*Exercise details*:
Edit everything from the line containing "the shelving unit." down to the line containing "[189,94,200,112]" so that "window" becomes "skylight", keeping every other part of those lines as it is.

Region annotation entries
——
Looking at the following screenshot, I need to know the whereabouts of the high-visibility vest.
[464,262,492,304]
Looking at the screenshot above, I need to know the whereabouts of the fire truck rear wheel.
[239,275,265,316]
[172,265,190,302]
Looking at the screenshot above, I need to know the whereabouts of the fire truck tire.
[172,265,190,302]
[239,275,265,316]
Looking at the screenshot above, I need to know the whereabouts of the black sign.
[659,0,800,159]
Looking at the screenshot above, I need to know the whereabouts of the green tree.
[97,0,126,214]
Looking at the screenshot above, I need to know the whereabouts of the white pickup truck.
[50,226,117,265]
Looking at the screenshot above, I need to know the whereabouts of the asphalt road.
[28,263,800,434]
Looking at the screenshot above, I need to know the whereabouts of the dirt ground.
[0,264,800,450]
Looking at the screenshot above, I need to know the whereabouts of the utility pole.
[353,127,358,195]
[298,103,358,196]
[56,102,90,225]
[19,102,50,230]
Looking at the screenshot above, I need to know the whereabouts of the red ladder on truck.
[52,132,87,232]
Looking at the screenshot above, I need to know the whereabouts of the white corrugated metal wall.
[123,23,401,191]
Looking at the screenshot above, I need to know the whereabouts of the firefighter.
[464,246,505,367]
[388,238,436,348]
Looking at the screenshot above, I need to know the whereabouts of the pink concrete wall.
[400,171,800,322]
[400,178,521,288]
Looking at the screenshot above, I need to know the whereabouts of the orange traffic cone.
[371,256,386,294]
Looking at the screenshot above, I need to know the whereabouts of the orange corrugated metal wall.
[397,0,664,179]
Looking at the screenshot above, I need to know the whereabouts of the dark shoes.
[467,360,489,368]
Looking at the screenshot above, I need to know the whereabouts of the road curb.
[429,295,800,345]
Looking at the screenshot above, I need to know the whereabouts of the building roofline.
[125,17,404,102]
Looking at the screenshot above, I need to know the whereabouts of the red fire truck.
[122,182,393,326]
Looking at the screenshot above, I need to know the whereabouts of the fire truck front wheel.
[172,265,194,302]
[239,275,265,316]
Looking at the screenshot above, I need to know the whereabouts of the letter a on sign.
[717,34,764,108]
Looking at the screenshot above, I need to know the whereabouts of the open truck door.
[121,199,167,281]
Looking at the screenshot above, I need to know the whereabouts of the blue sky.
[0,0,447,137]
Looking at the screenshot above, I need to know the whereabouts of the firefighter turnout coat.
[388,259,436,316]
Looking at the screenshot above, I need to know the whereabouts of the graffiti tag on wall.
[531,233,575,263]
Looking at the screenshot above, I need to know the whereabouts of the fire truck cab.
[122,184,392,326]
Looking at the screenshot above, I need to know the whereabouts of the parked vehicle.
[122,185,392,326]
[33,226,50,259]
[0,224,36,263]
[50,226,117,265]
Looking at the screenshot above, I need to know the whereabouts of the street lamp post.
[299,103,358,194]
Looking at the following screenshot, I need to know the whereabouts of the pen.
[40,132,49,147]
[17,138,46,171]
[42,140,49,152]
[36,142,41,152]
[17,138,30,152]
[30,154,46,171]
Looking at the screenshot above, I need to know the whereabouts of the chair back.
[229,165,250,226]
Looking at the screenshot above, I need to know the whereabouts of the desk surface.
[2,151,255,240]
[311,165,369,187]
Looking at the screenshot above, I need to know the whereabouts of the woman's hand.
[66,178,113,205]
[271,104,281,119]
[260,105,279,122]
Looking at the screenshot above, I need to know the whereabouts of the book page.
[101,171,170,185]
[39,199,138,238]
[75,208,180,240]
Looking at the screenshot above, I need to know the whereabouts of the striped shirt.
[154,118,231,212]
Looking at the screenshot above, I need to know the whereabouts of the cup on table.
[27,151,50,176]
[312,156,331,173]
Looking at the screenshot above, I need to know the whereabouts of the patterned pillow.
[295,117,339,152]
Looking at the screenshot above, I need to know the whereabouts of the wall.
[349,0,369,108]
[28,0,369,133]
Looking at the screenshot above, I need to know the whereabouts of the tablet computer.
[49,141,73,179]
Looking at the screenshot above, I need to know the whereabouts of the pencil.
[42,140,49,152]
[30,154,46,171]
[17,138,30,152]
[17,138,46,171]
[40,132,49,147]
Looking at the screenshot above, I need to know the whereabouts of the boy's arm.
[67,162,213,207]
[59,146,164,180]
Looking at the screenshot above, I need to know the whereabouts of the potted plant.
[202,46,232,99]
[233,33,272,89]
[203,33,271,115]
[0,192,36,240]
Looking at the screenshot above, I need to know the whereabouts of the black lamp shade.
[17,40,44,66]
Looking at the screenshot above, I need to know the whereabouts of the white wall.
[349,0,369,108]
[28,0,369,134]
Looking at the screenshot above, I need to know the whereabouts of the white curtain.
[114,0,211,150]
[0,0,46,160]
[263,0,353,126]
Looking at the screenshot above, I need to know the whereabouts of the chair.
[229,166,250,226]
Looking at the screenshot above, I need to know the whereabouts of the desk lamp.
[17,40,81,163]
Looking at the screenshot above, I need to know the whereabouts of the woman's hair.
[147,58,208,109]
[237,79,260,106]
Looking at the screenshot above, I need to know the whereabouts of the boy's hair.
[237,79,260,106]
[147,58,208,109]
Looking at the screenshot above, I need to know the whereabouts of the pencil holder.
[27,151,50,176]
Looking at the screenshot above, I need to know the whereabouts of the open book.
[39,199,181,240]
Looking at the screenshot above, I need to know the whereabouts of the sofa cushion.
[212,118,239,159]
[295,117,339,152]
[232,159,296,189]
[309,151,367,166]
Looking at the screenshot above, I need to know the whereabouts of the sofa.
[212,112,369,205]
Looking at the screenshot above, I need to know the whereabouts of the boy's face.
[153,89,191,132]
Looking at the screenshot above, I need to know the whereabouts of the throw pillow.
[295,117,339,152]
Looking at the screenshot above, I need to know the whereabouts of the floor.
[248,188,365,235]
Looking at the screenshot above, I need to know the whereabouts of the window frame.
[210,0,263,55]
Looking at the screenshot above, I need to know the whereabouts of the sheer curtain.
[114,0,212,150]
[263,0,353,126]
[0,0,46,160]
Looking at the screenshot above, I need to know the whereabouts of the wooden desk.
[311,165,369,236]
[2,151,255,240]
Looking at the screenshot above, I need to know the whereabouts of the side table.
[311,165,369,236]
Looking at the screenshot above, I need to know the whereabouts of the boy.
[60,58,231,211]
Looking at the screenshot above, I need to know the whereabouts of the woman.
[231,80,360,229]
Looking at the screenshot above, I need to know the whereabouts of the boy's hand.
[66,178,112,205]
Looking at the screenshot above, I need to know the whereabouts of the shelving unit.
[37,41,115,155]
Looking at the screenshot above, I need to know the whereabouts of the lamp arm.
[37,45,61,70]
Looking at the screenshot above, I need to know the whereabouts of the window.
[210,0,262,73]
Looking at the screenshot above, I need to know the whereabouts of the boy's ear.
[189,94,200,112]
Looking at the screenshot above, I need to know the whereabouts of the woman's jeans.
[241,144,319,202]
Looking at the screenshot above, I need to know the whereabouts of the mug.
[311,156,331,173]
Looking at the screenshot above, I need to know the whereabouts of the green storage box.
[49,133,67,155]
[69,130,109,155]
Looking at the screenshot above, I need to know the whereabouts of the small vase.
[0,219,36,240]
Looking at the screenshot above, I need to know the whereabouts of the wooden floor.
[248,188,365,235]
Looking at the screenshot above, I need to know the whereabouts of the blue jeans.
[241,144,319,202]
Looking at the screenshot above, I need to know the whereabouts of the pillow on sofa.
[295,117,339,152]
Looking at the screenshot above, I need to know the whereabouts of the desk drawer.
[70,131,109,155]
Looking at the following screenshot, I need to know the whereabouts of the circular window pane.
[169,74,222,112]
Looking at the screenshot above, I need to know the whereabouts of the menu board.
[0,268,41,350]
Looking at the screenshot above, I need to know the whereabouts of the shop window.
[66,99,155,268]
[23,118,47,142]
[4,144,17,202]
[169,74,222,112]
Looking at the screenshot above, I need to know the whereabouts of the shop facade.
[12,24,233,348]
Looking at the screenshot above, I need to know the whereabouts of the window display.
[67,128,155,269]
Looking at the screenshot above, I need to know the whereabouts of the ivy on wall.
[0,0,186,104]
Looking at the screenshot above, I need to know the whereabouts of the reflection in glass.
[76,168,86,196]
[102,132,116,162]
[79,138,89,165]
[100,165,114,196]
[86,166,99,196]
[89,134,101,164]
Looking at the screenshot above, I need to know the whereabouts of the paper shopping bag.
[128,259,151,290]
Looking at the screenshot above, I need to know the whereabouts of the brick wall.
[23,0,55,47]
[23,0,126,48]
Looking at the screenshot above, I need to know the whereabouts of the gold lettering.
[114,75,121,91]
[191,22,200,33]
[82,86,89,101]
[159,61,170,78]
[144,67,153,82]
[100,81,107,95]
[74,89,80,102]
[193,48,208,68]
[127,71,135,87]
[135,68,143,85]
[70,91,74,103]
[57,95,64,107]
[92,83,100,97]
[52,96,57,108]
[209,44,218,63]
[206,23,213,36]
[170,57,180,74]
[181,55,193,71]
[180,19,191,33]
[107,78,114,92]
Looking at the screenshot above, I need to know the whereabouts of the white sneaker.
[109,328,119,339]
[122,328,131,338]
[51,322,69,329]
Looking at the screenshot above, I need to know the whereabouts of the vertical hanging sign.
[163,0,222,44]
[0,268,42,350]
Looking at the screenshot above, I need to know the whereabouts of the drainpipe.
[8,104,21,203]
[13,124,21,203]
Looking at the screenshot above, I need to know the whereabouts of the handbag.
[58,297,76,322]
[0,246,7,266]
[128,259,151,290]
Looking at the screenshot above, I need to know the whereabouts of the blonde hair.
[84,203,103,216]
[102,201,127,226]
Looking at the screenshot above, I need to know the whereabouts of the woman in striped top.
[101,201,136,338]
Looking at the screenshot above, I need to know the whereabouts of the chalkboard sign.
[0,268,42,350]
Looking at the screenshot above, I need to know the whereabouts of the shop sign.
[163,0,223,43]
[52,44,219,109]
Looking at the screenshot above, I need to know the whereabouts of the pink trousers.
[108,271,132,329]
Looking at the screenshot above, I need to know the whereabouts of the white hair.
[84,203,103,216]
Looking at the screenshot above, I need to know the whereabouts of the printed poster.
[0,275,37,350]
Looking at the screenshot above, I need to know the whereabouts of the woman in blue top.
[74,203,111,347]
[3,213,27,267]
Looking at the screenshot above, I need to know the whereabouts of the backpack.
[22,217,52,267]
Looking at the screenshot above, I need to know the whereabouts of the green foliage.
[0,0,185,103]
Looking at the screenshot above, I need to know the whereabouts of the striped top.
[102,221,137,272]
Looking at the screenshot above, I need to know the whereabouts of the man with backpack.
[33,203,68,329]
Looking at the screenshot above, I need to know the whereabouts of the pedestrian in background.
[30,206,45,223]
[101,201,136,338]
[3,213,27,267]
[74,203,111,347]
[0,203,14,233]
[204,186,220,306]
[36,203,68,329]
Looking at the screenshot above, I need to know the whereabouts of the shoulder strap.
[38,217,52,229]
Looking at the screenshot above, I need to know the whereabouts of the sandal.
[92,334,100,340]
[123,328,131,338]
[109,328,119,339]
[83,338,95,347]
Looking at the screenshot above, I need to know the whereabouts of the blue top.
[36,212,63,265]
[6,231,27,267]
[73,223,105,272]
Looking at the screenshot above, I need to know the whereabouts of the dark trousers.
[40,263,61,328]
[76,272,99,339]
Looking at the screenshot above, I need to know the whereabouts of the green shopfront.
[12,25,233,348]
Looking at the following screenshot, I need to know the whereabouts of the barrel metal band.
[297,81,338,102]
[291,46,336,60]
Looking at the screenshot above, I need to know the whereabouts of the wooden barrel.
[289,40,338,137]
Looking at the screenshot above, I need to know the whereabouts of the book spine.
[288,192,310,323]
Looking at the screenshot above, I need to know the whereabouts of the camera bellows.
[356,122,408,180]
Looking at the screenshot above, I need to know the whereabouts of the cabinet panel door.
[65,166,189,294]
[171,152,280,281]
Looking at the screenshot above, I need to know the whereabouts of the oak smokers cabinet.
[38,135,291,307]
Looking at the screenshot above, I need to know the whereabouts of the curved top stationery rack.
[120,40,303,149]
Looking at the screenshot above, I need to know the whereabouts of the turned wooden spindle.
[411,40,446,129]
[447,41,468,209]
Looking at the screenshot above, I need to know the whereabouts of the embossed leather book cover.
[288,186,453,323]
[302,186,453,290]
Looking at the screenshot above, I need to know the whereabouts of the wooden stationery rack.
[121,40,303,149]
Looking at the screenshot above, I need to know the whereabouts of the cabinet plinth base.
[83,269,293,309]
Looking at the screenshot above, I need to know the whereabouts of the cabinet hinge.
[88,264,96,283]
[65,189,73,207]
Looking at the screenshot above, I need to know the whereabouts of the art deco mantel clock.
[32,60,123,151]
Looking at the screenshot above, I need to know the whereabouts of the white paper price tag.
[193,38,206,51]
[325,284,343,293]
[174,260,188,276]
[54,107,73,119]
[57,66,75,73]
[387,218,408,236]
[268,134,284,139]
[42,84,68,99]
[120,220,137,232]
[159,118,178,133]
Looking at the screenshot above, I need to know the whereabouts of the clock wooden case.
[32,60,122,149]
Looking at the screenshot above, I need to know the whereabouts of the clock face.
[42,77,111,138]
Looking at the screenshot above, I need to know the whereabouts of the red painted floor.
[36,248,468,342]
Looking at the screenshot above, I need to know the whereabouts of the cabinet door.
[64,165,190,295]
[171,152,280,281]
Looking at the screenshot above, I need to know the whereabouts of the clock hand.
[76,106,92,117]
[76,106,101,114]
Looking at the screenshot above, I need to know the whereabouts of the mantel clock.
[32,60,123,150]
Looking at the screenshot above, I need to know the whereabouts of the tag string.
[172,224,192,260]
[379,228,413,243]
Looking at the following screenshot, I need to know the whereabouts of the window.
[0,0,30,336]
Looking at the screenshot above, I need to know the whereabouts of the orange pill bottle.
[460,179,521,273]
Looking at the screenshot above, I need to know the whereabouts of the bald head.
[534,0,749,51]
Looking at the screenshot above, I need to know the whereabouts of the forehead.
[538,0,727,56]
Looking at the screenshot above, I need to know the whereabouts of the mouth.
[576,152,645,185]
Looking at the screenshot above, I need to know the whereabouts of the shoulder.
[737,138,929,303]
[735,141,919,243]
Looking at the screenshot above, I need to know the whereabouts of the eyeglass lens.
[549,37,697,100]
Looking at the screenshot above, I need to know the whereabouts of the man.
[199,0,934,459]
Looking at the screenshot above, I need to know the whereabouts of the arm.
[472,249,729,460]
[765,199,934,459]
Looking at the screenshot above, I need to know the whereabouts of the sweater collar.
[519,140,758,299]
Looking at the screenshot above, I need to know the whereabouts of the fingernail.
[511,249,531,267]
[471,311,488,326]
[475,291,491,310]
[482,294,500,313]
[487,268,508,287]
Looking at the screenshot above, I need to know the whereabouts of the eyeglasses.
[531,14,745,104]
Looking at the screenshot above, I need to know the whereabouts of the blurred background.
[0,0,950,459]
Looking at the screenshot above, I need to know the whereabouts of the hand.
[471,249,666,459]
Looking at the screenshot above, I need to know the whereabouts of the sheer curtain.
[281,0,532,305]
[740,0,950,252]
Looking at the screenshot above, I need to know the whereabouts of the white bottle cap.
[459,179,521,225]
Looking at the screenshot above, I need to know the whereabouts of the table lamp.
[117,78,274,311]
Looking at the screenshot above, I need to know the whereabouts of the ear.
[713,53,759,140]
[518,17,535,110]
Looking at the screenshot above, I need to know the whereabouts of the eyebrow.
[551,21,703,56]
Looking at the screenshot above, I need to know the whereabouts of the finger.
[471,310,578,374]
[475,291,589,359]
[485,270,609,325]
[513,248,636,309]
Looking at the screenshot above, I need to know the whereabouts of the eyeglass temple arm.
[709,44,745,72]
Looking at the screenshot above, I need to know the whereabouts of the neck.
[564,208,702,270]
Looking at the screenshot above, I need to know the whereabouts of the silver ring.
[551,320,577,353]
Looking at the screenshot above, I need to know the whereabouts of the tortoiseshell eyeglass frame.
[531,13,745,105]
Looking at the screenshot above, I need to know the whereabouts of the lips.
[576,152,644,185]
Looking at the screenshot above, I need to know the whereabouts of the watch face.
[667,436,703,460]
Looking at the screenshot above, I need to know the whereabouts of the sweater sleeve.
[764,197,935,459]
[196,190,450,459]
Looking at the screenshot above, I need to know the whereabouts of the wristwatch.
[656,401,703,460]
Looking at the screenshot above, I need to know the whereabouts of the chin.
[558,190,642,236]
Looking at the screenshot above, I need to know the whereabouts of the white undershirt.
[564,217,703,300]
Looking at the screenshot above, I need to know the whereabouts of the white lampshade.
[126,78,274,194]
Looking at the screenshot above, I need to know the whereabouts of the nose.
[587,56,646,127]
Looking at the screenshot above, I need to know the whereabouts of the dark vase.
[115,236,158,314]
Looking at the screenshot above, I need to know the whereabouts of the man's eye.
——
*Solution to the exercise*:
Looking at the screenshot above, I need to know the whereabouts of the shelving unit.
[37,41,115,155]
Looking at the screenshot above, I need to know the whereabouts of the lamp arm.
[37,45,61,70]
Looking at the screenshot above, I need to know the whereabouts of the skylight.
[210,0,262,73]
Looking at the screenshot above, I need to know the whereabouts of the boy's ear.
[189,94,200,112]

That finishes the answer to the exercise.